--- THE TASK ---
Render every line of the items below as a Markdown table, skipping blank lines, with the columns "Row" for the line number and "Line" for the text.

--- DATA PROVIDED ---
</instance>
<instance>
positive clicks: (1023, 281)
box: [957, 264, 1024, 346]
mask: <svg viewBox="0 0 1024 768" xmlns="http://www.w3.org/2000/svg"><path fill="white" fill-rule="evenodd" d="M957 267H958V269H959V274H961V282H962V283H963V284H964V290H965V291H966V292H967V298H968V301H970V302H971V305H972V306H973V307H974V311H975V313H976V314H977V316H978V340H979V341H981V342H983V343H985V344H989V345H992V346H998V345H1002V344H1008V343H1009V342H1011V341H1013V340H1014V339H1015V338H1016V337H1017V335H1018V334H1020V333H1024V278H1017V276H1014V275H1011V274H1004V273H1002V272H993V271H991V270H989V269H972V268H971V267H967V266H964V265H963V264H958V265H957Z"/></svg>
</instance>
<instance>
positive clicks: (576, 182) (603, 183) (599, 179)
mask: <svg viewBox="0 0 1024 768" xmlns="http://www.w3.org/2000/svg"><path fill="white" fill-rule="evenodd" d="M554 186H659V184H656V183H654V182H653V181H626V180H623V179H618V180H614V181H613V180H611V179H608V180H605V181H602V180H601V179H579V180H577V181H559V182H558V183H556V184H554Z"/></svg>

--- EXERCISE SOLUTION ---
| Row | Line |
|---|---|
| 1 | </instance> |
| 2 | <instance> |
| 3 | positive clicks: (1023, 281) |
| 4 | box: [957, 264, 1024, 346] |
| 5 | mask: <svg viewBox="0 0 1024 768" xmlns="http://www.w3.org/2000/svg"><path fill="white" fill-rule="evenodd" d="M957 267H958V269H959V274H961V282H962V283H963V284H964V290H965V291H966V292H967V298H968V301H970V302H971V305H972V306H973V307H974V311H975V313H976V314H977V316H978V340H979V341H981V342H983V343H985V344H989V345H992V346H998V345H1002V344H1008V343H1009V342H1011V341H1013V340H1014V339H1015V338H1016V337H1017V335H1018V334H1020V333H1024V278H1017V276H1014V275H1011V274H1004V273H1002V272H993V271H991V270H989V269H972V268H971V267H967V266H964V265H963V264H958V265H957Z"/></svg> |
| 6 | </instance> |
| 7 | <instance> |
| 8 | positive clicks: (576, 182) (603, 183) (599, 179) |
| 9 | mask: <svg viewBox="0 0 1024 768" xmlns="http://www.w3.org/2000/svg"><path fill="white" fill-rule="evenodd" d="M554 186H659V184H656V183H654V182H653V181H626V180H623V179H618V180H614V181H613V180H611V179H608V180H605V181H602V180H601V179H579V180H577V181H559V182H558V183H556V184H554Z"/></svg> |